◆ TASK ITEM:
Copy the passage on immigration detention word for word from "The Age is aware" to "of Social Work.".

◆ DOCUMENT PASSAGE:
__________________________________________________
Among the deaths detailed in the inquiry's first report was that of a Thai woman, Phuongton Simplee, who died in Villawood detention centre in 2001 of malnutrition. Despite losing a dramatic seven kilograms over just three days, management did not realise she needed hospital treatment.

Fatima Erfani, a mother of three detained on Christmas Island, died in January 2003 after being treated incorrectly. She was suffering from high blood pressure but was instead treated for a migraine and died from cerebral bleeding.

Tongan Viliami Tanginoa, who overstayed his visa, dived to his death from the top of a basketball hoop at Maribyrnong detention centre in December 2000.

Professor Briskman said yesterday details of the other deaths would be covered in the inquiry's second report next year.

The Age is aware of at least two other deaths in detention.

The report documented an attempt by a 12-year-old boy to hang himself.

A former nurse working for detention centre operator ACM told the inquiry a doctor attended Baxter detention centre five days a week but detainees could only have appointments on the day allocated for their compound. Sometimes the wait for an appointment on the "right day" could be up to three weeks, she said.

The People's Inquiry was set up by Professor Briskman and Professor Chris Goddard, director of the National Research Centre for the Prevention of Child Abuse at Monash University, on behalf of the Australian Council of Heads of Schools of Social Work.

It followed concern about the narrow focus of a Federal Government-appointed inquiry into the wrongful detention of the mentally ill Cornelia Rau.

The People's Inquiry, which has held public hearings around Australia and taken 200 written submissions, also found "needless cruelty" in how the detention centres were run.

Professor Briskman said former detainees, detention centre workers, visiting health workers and others reported a catalogue of petty cruelty, including people being addressed by their file number, repeatedly being woken at night for head counts, a four-month delay in posting mail to families overseas, and a lack of toilets (just two toilets for 700 people at Woomera).

The report also covered claims of beatings and humiliating actions by guards, including singing to Iraqis after a protection visa rejection: "I'm leaving on a jet plane, goin' back to see Saddam Hussein."

In his submission, Professor Goddard wrote that "detention centres generated universal mental ill-health never seen outside a psychiatric hospital"."
Even if this were not the case girls are told terrifying stories so that they fear being sent to Detention.
If they are sent back to Muslim families they are shunned at best or even killed for bringing shame on their families.
If you want further enlightenment I am able to recommend very interesting books.
'The Jammed' is much more accurate than you give it credit for.
Patricia.

Crritic! said...

Actually Patricia, I am aware of the reports and I've read several of them. I work on a daily basis as an advocate for people dealing with DIAC, so I am quite aware of the culture that pervades that Department.
__________________________________________________
◆ RECORDS SHOWN:
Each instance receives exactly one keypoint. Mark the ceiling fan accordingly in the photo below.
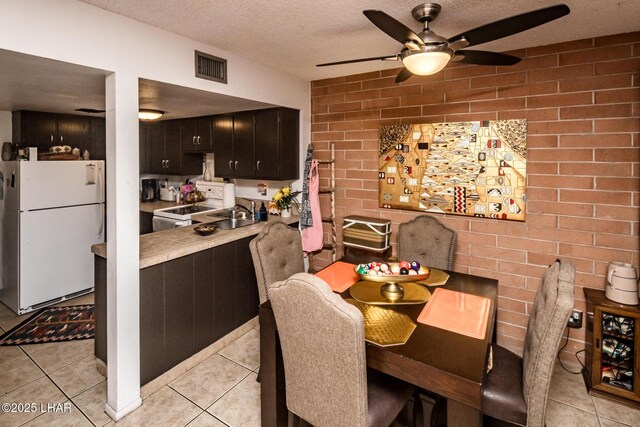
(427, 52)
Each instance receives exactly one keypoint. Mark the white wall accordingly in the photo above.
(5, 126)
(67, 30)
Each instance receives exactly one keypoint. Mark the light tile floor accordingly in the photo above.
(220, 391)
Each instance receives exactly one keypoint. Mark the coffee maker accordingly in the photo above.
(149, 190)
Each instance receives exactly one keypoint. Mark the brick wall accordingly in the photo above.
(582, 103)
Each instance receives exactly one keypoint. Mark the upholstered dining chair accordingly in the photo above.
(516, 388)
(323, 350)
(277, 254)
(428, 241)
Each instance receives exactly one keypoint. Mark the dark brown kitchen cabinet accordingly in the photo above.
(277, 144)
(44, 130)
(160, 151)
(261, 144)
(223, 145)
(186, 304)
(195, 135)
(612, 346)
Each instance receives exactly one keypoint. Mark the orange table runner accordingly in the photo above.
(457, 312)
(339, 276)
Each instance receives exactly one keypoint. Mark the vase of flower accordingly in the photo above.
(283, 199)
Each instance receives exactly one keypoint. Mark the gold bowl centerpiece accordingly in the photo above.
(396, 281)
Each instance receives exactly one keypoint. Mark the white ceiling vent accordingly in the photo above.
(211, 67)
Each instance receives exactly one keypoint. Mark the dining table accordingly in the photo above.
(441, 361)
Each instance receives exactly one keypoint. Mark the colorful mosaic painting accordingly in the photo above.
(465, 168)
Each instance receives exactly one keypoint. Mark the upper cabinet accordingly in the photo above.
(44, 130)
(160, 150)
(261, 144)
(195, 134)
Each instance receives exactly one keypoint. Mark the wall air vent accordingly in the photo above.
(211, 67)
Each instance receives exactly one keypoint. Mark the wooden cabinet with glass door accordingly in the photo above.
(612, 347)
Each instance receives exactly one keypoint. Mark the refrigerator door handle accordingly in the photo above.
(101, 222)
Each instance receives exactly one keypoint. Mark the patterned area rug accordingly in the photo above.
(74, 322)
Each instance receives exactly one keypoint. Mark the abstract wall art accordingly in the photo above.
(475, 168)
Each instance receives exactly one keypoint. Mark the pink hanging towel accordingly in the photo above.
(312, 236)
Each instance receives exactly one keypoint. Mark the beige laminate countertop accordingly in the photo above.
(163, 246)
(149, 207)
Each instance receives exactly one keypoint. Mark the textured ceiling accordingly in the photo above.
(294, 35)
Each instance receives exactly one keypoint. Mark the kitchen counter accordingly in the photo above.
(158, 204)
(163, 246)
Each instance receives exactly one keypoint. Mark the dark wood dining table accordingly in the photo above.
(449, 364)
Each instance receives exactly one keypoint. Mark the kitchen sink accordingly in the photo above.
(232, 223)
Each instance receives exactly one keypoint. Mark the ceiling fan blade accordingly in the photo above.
__________________________________________________
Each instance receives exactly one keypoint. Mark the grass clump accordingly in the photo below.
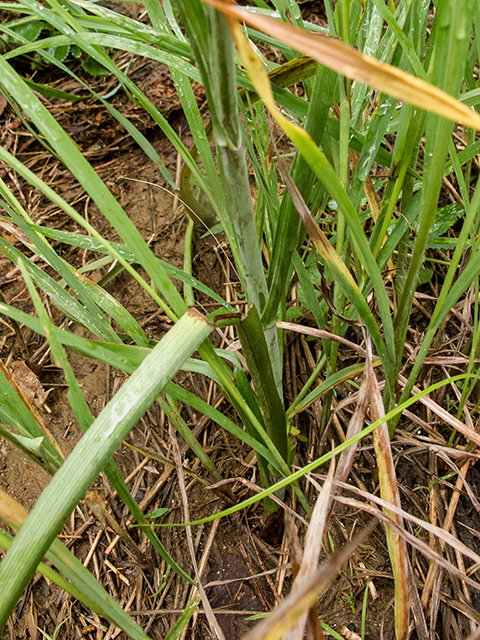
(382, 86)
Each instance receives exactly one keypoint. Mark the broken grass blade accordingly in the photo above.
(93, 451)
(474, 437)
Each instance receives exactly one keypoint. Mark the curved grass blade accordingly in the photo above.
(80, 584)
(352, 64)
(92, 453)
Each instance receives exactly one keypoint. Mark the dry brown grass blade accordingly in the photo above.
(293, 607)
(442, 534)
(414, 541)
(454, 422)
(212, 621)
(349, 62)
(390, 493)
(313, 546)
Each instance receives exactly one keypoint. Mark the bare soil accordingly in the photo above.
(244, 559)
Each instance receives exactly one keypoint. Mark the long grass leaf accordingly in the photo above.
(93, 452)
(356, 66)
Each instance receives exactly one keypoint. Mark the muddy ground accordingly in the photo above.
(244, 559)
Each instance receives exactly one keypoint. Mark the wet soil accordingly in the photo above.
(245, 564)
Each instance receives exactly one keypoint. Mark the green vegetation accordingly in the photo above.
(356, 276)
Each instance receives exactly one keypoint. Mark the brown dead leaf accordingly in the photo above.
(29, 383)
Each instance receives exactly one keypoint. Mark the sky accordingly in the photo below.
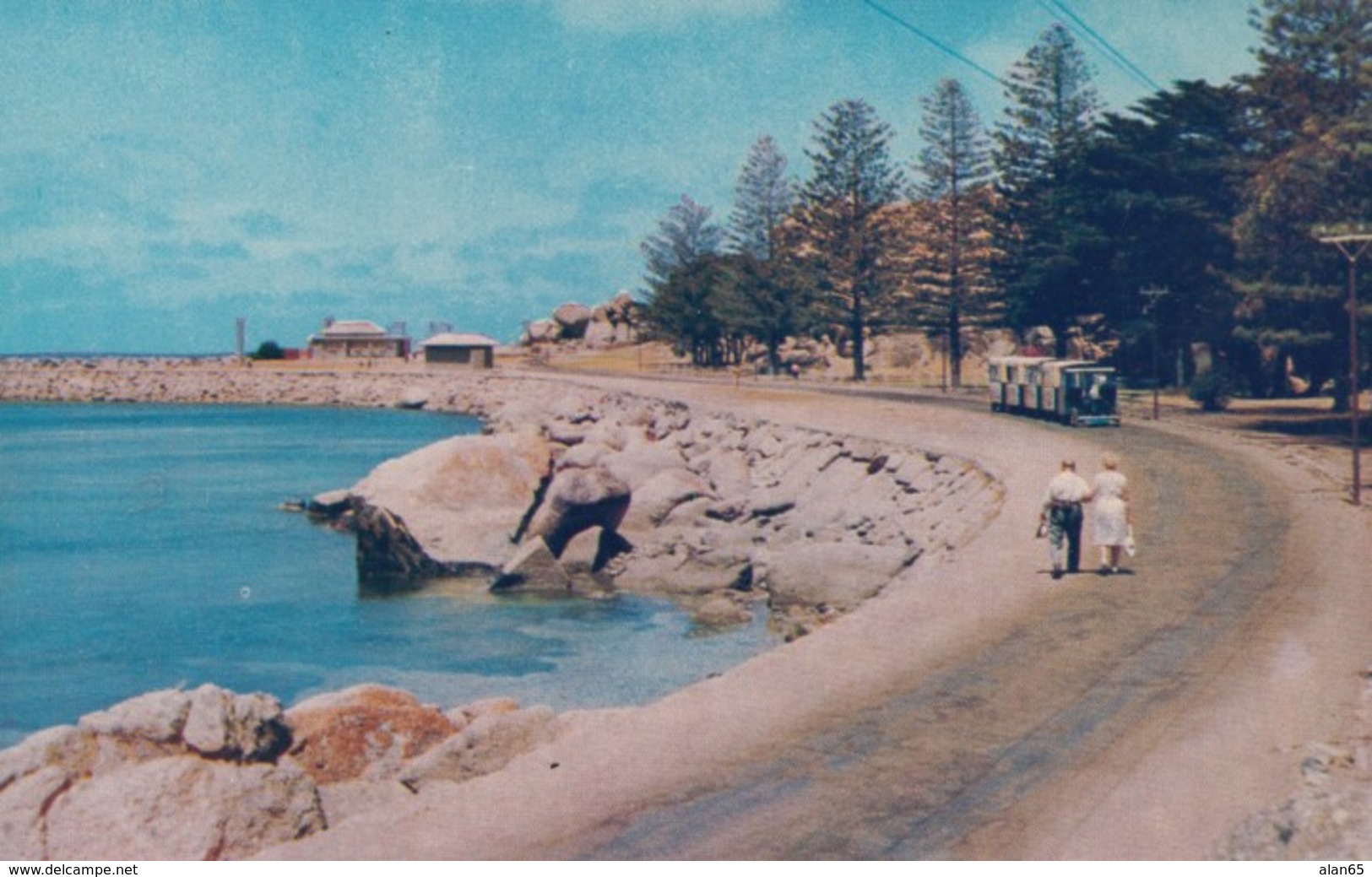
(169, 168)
__________________________________________________
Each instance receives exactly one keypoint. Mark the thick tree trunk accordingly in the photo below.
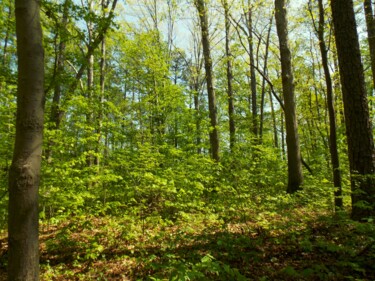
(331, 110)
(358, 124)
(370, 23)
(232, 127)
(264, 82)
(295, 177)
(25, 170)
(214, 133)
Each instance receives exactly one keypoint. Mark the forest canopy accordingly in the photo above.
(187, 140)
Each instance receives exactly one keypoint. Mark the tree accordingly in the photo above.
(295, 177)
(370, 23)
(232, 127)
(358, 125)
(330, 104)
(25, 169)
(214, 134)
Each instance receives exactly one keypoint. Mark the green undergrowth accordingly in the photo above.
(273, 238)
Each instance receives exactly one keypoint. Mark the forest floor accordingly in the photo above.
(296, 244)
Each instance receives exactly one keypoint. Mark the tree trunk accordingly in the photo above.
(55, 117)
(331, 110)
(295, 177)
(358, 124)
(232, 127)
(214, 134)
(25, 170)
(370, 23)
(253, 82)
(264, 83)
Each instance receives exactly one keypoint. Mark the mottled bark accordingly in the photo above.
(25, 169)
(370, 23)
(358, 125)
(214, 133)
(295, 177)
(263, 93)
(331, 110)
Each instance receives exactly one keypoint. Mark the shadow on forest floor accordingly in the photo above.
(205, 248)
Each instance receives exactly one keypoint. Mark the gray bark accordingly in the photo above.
__________________________________________________
◆ RESPONSE TO THIS EXERCISE:
The Age is aware of at least two other deaths in detention.

The report documented an attempt by a 12-year-old boy to hang himself.

A former nurse working for detention centre operator ACM told the inquiry a doctor attended Baxter detention centre five days a week but detainees could only have appointments on the day allocated for their compound. Sometimes the wait for an appointment on the "right day" could be up to three weeks, she said.

The People's Inquiry was set up by Professor Briskman and Professor Chris Goddard, director of the National Research Centre for the Prevention of Child Abuse at Monash University, on behalf of the Australian Council of Heads of Schools of Social Work.